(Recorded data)

━━━

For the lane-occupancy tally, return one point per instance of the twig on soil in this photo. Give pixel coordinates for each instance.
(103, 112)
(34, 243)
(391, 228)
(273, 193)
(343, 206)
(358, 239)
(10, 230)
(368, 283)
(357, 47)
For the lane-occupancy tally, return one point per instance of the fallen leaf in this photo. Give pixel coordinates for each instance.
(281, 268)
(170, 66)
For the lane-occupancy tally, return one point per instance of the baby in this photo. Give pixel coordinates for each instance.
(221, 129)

━━━

Problem requirements.
Every line in the data above has to be retyped exactly.

Reply to the exercise.
For the lane-occupancy tally, return one point per instance of the twig on soil in this photo. Give pixel coordinates for each instance.
(103, 112)
(34, 243)
(391, 228)
(273, 193)
(343, 206)
(358, 239)
(10, 230)
(368, 283)
(357, 47)
For the lane-occupancy tally, return one point per instance of the fallen leaf in this photo. Give pixel coordinates for each instance.
(281, 268)
(170, 66)
For the lane-occupancy tally, return one point per instance of the baby in this photo. Give pixel coordinates for each instance.
(221, 129)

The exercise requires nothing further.